Aim of the task: Each record below should be output verbatim, without pictures.

━━━━━ Material provided ━━━━━

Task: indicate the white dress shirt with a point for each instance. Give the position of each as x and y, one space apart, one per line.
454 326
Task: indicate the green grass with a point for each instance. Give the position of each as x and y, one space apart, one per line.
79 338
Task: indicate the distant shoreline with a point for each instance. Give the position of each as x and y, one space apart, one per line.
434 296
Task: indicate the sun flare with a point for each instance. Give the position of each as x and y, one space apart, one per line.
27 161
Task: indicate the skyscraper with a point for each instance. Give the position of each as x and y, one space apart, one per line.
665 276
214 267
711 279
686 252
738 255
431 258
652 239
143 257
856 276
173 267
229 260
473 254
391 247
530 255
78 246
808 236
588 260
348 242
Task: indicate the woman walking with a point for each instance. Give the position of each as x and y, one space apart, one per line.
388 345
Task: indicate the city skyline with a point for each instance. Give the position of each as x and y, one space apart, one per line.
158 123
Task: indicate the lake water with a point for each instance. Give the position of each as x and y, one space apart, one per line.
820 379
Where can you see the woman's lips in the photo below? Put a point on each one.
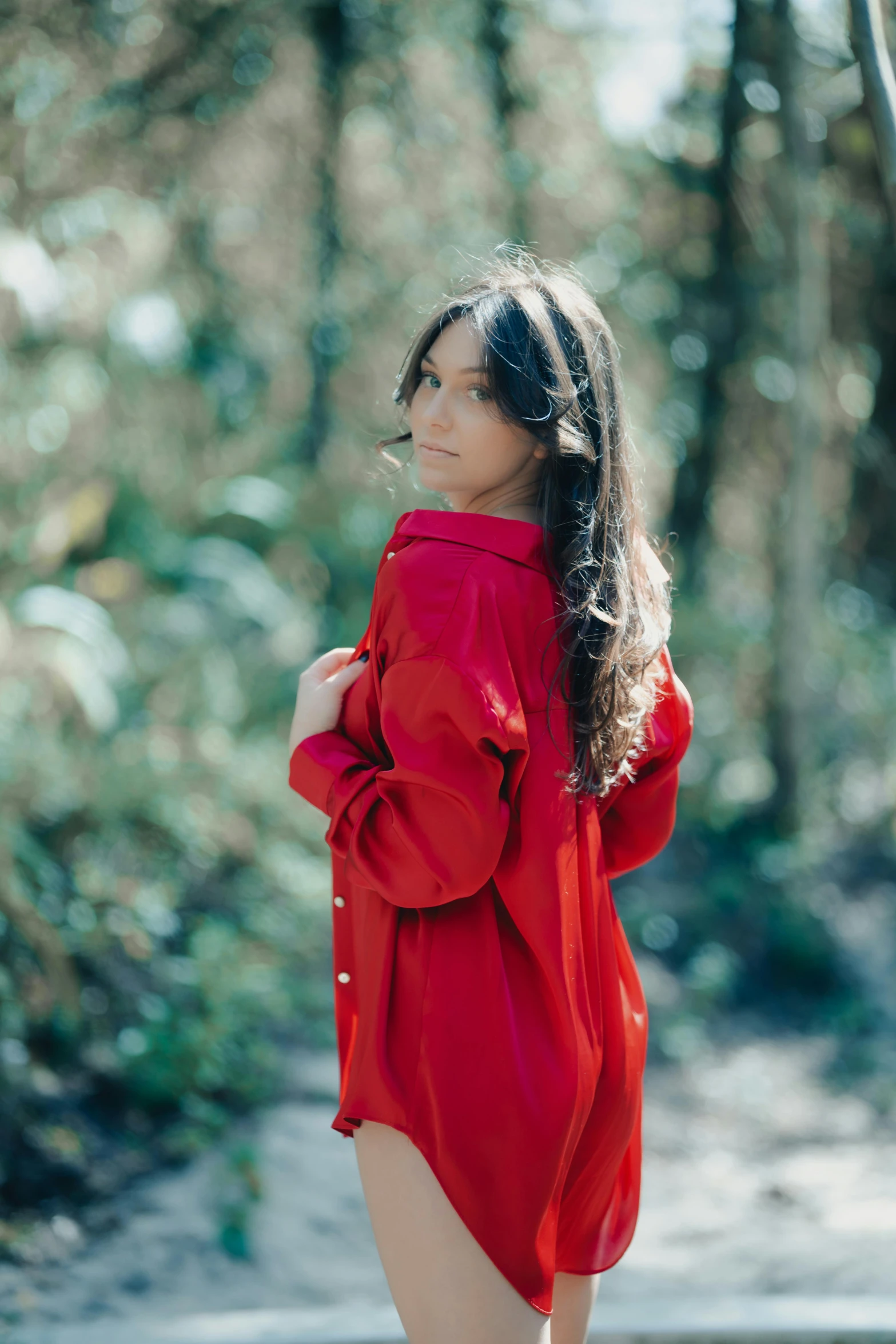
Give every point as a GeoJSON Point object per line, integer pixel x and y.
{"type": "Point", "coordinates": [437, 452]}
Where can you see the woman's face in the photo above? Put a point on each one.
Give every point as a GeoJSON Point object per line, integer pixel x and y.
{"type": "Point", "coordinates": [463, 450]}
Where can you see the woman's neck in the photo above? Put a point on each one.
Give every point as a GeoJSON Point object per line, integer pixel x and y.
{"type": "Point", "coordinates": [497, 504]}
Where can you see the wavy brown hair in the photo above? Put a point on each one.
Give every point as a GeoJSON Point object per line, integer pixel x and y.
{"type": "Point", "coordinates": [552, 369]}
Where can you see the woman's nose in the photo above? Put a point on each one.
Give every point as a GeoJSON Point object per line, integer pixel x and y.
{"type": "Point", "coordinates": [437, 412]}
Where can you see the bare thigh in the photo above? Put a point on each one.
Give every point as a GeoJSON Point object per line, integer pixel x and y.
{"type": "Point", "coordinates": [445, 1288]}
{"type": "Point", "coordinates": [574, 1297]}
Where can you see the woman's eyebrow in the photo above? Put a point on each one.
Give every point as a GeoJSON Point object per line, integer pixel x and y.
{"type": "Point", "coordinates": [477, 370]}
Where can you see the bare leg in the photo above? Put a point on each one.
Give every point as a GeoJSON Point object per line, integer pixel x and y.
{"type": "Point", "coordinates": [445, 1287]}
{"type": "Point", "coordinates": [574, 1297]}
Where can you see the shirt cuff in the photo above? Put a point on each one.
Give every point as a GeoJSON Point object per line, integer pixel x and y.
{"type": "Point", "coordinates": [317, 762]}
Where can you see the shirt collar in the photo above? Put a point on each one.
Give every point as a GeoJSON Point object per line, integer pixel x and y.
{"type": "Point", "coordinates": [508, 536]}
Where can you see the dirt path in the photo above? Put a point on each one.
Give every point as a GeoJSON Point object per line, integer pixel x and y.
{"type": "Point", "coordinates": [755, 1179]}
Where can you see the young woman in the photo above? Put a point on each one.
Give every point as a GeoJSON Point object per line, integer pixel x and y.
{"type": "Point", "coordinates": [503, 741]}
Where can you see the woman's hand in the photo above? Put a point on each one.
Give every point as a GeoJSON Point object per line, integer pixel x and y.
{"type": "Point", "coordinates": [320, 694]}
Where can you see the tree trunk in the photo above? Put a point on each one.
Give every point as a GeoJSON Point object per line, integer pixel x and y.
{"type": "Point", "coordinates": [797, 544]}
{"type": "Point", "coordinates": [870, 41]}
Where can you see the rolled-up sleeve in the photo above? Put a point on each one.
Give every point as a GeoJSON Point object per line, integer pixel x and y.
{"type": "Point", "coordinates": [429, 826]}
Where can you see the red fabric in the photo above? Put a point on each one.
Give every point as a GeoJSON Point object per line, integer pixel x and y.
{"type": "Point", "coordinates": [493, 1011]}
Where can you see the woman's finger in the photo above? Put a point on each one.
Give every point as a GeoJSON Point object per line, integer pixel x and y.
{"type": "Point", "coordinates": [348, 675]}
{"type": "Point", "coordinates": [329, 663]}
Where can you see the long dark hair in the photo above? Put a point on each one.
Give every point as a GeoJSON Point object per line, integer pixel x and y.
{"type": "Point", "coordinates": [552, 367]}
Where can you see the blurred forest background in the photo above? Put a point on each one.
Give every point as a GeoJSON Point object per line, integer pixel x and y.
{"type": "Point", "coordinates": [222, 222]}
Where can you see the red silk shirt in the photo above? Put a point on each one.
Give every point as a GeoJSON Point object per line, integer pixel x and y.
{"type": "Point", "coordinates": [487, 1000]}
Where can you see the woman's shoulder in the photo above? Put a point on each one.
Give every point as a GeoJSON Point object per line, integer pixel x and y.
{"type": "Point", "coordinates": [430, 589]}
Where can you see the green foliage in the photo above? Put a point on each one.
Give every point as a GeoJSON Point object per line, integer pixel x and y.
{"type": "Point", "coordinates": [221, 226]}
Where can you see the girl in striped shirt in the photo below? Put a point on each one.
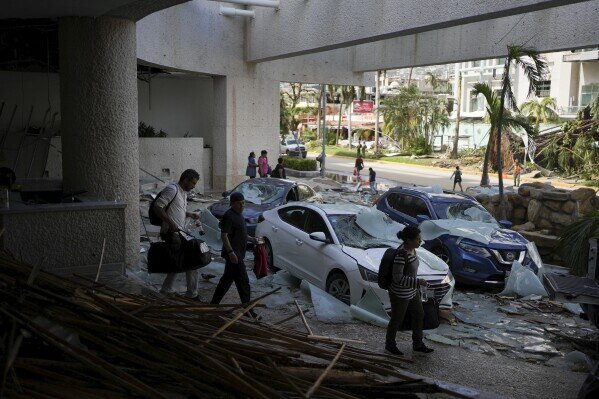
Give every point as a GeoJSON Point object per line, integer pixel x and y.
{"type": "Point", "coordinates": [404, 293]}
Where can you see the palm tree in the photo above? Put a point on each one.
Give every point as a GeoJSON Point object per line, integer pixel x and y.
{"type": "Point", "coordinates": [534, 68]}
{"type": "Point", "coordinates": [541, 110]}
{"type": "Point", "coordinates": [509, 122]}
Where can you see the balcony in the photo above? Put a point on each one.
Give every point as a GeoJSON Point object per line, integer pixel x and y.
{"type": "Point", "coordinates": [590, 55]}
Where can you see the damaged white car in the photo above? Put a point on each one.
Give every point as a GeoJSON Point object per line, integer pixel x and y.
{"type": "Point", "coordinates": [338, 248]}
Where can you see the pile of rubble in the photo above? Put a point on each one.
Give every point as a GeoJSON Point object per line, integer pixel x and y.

━━━━━

Completed exercise:
Task: indicate the white dress shirt with a point for each instance. Give the position of each as x and y, one space apart, one per line.
454 326
Task: indicate the green grass with a point for each instance. Give the position of each as x and y, one space apart, one per line.
79 338
Task: indicate the distant shoreline with a point for each instance. Give the position of each as x and y, one space apart, one per line.
434 296
Task: indicate the sun flare with a point for each instance. Give the position of each as x and y, one space apart, one per line.
27 161
Task: indicate the skyscraper with a point for each instance. Give the position of each as x and y, one space apart, one per line.
665 276
214 267
711 279
686 252
738 255
431 258
652 239
143 257
856 276
173 267
229 260
473 254
391 247
530 255
78 246
808 236
588 260
348 242
Task: indicate the woman walking with a point for each instance. Give the position of each as x and y, one space apart, one per line.
388 345
Task: indicate the city skyline with a point for each instance. Give the position of each as x and y, one space apart, one per line.
158 123
Task: indicate the lake water with a point for each instance. Give the position of each as x and y, one space apart, one per line.
820 379
Where can you see the woman's lips in the photo below? Put a point on each one.
Give every point as a GeoJSON Point object per line, integer pixel x and y.
{"type": "Point", "coordinates": [437, 452]}
Where can you see the woman's face in the photo above? Put a point on each one.
Give every point as a GeoJSON Point object per line, integer pixel x and y.
{"type": "Point", "coordinates": [463, 450]}
Where can you see the woman's neck in the photo above? Put a point on each one.
Give every point as a GeoJSON Point object per line, integer pixel x and y.
{"type": "Point", "coordinates": [497, 504]}
Where can you see the wavy brown hair in the photo above? Put a point on each one.
Give every point as a GeoJSON Point object per line, integer pixel x and y.
{"type": "Point", "coordinates": [552, 369]}
Where can you see the woman's nose in the photo above? Put a point on each one.
Give every point as a GeoJSON Point object per line, integer pixel x and y.
{"type": "Point", "coordinates": [437, 412]}
Where can you see the bare thigh in the photo above? Put a point on each one.
Give every point as a GeoJSON Point object per line, integer pixel x and y.
{"type": "Point", "coordinates": [445, 1288]}
{"type": "Point", "coordinates": [574, 1297]}
Where can you see the woman's eyebrow in the photo above? Put a point on each one.
Give every point as a GeoJSON Point object per line, integer pixel x and y.
{"type": "Point", "coordinates": [477, 370]}
Where can you see the bare leg in the photo above? Put a point on each one.
Give every point as a GeoJSON Point object per line, integer pixel x and y.
{"type": "Point", "coordinates": [445, 1287]}
{"type": "Point", "coordinates": [574, 1297]}
Where can you see the shirt cuff in the photo above? Put a point on each one.
Give every point as a GeoJSON Point object per line, integer pixel x and y.
{"type": "Point", "coordinates": [317, 762]}
Where can you see the shirt collar in the photo above? Put a point on each one.
Give every point as a GeoJSON Point object per line, integer pixel x and y.
{"type": "Point", "coordinates": [508, 536]}
Where can you see the dirt path in the photo above? Put a point on each one.
Give every point as a GeoJSON Point object per line, integer pixel x and y.
{"type": "Point", "coordinates": [755, 1179]}
Where can you see the young woman in the photo above? Put a point on each one.
Give every point as a GeoJSON Point object per line, integer pixel x and y.
{"type": "Point", "coordinates": [503, 741]}
Where can you see the woman's hand in the photo above? Put a point on each one.
Give every point as a GeoJSON Point object per line, integer pixel x and y.
{"type": "Point", "coordinates": [320, 694]}
Where can you see the tree trunk in the photo above? Put a point on each one.
Give every point as a GeoJSON Point object per line, integer pixel x and y.
{"type": "Point", "coordinates": [797, 544]}
{"type": "Point", "coordinates": [870, 41]}
Where can you see the rolled-up sleeve in the photo above? Put a point on each one.
Give every point as a GeoJSON Point object per line, integer pixel x and y.
{"type": "Point", "coordinates": [429, 826]}
Where can you see the red fabric in the photo above? Put a point on each one.
Give every point as a GeoJSON Point object per line, integer pixel x and y.
{"type": "Point", "coordinates": [493, 1011]}
Where can you see the woman's finger in the photo above? Put a point on each one.
Give every point as a GeoJSON Point object per line, integer pixel x and y.
{"type": "Point", "coordinates": [348, 675]}
{"type": "Point", "coordinates": [329, 663]}
Where can you see the long dark hair in the photo above? Put a point on each one.
Give every point as a GeoJSON Point object per line, integer pixel x and y.
{"type": "Point", "coordinates": [552, 367]}
Where can you see the blurred forest background in the photo above? Put a point on each one.
Give every point as a GeoJSON Point object per line, integer pixel x and y.
{"type": "Point", "coordinates": [222, 222]}
Where can you see the red silk shirt in the photo above? Put a point on each one.
Give every point as a GeoJSON Point object per line, integer pixel x and y.
{"type": "Point", "coordinates": [487, 1000]}
Where can you see the woman's shoulder in the photo above? Put a point on each one.
Give every point as a GeoJSON Point object per line, integer pixel x and y.
{"type": "Point", "coordinates": [430, 589]}
Where can you see the green foliage in the photo above? Put a point on each one.
Give every point as a GeoJSON Point object per line, integer pixel x and y.
{"type": "Point", "coordinates": [221, 226]}
Where can you see the girl in striped shirt in the photo below? Put a point on each one.
Give every point as a GeoJSON Point object per line, integer pixel x and y.
{"type": "Point", "coordinates": [404, 293]}
Where can you see the palm tree in the photo above? Put a point on each one.
Give every point as a GeoJSON Point object per line, integer pixel x and y.
{"type": "Point", "coordinates": [534, 68]}
{"type": "Point", "coordinates": [541, 110]}
{"type": "Point", "coordinates": [509, 122]}
Where can you see the balcony in the photo above? Put a point on each one.
Give every point as a GeoJSON Point object per line, integer pixel x and y.
{"type": "Point", "coordinates": [590, 55]}
Where can you see the damaged white car in the photo above? Put a point on each one.
Give every point as a GeoJSON Point object per line, integer pixel x and y.
{"type": "Point", "coordinates": [338, 248]}
Where can you see the pile of rubble in the photo above? Put a point on each one.
Give every point as a GeoJSON Point object per line, integer pixel x and y.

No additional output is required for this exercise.